Stated task ▸ Count the lines in the data below that contain the string "face", treating uppercase and lowercase letters as different. Reply with that number only.

Records for the exercise ▸
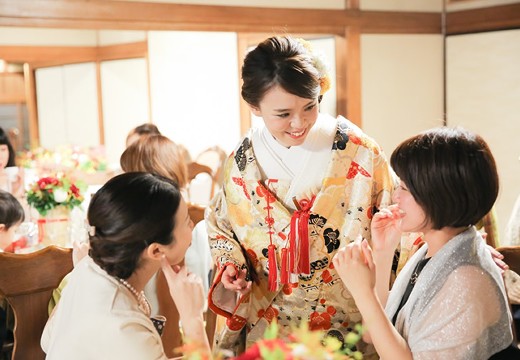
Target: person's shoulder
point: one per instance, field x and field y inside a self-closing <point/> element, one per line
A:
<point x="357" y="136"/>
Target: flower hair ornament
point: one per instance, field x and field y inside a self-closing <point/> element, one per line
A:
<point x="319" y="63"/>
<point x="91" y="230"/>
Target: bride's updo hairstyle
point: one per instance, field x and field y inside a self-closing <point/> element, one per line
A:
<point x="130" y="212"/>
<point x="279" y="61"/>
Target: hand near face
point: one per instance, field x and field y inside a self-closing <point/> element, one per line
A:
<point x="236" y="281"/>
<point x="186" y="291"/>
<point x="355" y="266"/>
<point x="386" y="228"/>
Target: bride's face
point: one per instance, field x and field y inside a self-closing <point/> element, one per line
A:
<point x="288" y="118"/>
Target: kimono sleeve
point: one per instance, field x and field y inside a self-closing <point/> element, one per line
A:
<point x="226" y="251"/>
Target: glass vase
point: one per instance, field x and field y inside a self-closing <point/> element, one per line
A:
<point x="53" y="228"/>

---

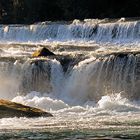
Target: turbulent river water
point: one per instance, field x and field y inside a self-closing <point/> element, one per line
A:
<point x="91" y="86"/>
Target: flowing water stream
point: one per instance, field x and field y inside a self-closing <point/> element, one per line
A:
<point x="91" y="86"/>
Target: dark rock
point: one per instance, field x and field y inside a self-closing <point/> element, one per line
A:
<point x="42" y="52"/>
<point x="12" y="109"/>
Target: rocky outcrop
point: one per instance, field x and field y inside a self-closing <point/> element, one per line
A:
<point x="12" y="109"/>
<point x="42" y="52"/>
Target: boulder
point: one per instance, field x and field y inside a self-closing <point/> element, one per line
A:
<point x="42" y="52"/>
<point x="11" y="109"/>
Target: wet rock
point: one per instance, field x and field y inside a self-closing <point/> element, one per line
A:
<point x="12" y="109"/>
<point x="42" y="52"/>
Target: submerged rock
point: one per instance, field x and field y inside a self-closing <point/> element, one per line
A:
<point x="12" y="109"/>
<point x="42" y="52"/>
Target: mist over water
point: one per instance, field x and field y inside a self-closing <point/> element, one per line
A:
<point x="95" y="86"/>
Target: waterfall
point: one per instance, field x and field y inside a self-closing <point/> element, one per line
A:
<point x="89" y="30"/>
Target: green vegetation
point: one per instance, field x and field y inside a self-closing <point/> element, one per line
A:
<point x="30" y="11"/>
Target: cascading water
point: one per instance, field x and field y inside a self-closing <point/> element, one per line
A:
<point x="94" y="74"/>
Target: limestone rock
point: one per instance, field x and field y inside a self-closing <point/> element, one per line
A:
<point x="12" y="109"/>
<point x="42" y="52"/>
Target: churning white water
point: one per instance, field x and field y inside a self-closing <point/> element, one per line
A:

Reply ▸ 2